**WHAT NEEDS TO BE DONE**
The records that follow must be repeated verbatim, every one of them.

**DATA SHOWN**
** begin **

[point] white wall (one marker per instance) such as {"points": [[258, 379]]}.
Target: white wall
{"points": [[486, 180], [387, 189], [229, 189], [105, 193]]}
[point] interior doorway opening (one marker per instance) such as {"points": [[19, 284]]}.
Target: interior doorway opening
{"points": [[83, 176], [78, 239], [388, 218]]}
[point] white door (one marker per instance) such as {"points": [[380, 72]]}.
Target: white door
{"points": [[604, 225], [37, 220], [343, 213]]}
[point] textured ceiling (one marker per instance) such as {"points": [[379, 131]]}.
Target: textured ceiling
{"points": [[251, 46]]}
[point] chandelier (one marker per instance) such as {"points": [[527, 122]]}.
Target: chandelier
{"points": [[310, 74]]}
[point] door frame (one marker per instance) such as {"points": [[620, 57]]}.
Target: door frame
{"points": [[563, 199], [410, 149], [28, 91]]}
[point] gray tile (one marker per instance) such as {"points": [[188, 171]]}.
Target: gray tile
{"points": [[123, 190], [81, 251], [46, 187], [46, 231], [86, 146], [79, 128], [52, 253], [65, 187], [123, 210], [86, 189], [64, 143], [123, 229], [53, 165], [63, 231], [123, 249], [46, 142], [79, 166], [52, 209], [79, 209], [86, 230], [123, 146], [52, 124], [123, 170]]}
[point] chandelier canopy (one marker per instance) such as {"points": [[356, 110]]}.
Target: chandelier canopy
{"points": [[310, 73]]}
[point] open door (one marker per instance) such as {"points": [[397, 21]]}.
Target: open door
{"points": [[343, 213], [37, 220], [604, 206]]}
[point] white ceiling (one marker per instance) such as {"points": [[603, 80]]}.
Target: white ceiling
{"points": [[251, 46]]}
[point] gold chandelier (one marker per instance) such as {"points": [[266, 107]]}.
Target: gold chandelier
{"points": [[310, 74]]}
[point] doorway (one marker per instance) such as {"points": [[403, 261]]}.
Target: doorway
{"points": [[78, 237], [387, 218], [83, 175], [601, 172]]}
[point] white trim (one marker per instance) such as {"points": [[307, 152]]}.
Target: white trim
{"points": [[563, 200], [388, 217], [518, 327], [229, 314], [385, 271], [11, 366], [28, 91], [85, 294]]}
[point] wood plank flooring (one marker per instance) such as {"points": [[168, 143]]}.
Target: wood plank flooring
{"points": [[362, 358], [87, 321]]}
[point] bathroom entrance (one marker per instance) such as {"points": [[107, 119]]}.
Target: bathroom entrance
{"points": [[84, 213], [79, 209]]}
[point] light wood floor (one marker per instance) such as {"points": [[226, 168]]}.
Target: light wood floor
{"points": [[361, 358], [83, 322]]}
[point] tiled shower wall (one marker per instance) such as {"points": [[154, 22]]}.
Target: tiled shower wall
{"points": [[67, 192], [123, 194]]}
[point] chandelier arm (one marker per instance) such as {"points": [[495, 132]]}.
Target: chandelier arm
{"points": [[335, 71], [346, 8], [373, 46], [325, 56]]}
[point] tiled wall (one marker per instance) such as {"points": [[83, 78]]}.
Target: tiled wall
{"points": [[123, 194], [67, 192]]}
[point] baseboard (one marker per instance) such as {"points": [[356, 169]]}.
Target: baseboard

** end **

**THE RESPONSE**
[point] white wall (one marker per instance) such as {"points": [[258, 379]]}.
Target: white wall
{"points": [[486, 180], [387, 189], [229, 189], [105, 193]]}
[point] interior doorway opening (one marker per instance) such as {"points": [[19, 284]]}.
Target: interior doorway opening
{"points": [[83, 176], [78, 239], [388, 218]]}
[point] white door (one marker per instance) such as {"points": [[380, 72]]}.
Target: white door
{"points": [[604, 225], [37, 220], [343, 213]]}
[point] textured ceiling (one marker per instance) such as {"points": [[379, 131]]}.
Target: textured ceiling
{"points": [[251, 46]]}
[point] chandelier (one marker per instance) such as {"points": [[527, 122]]}.
Target: chandelier
{"points": [[310, 74]]}
[point] door frame (one marker per instance) such as {"points": [[620, 57]]}.
Target: door frame
{"points": [[563, 199], [410, 149], [28, 91]]}
[point] gray tile (one marker per instance) such as {"points": [[188, 171]]}.
Target: gray tile
{"points": [[123, 190], [81, 251], [46, 187], [46, 231], [86, 146], [79, 128], [52, 253], [65, 187], [123, 210], [86, 189], [64, 143], [123, 229], [53, 165], [63, 231], [123, 249], [46, 142], [79, 166], [52, 209], [79, 209], [86, 230], [123, 146], [52, 124], [123, 170]]}
[point] chandelier canopy (one marker per instance) such as {"points": [[356, 110]]}.
Target: chandelier canopy
{"points": [[310, 73]]}
[point] open door (one marker per instance) such as {"points": [[397, 21]]}.
Target: open door
{"points": [[343, 213], [37, 220], [604, 206]]}
[point] white ceiling (one marker per instance) such as {"points": [[603, 80]]}.
Target: white ceiling
{"points": [[251, 46]]}
[point] gold chandelier (one marker per instance) such as {"points": [[266, 107]]}.
Target: gold chandelier
{"points": [[310, 74]]}
[point] doorway (one marker per instance) such as {"points": [[403, 261]]}.
Target: doorway
{"points": [[78, 237], [387, 218], [83, 175], [601, 172]]}
[point] white trim (one marker per instance) such as {"points": [[307, 152]]}.
Target: white trim
{"points": [[563, 200], [388, 217], [518, 327], [229, 314], [385, 271], [11, 366], [28, 91], [85, 294]]}
[point] wood plank flooring (one marker per instance) such as {"points": [[168, 143]]}.
Target: wood plank flooring
{"points": [[362, 358], [87, 321]]}
[point] bathroom entrance (one marker per instance) such as {"points": [[107, 119]]}.
Target: bathroom entrance
{"points": [[84, 213], [79, 209]]}
[point] light wood floor (one marker per instance) such as {"points": [[226, 168]]}.
Target: light wood floor
{"points": [[361, 358], [83, 322]]}
[point] tiled shower wall (one marker per instance) such as {"points": [[154, 22]]}.
Target: tiled shower wall
{"points": [[67, 192], [123, 194]]}
[point] chandelier arm (one marker per instance) such as {"points": [[495, 132]]}.
Target: chandelier arm
{"points": [[335, 71], [346, 8], [373, 46], [325, 56]]}
[point] tiled wall (one marker per instance) such as {"points": [[83, 78]]}.
Target: tiled wall
{"points": [[123, 194], [67, 192]]}
[point] baseboard (one marker per instance) such as {"points": [[356, 169]]}.
Target: baseboard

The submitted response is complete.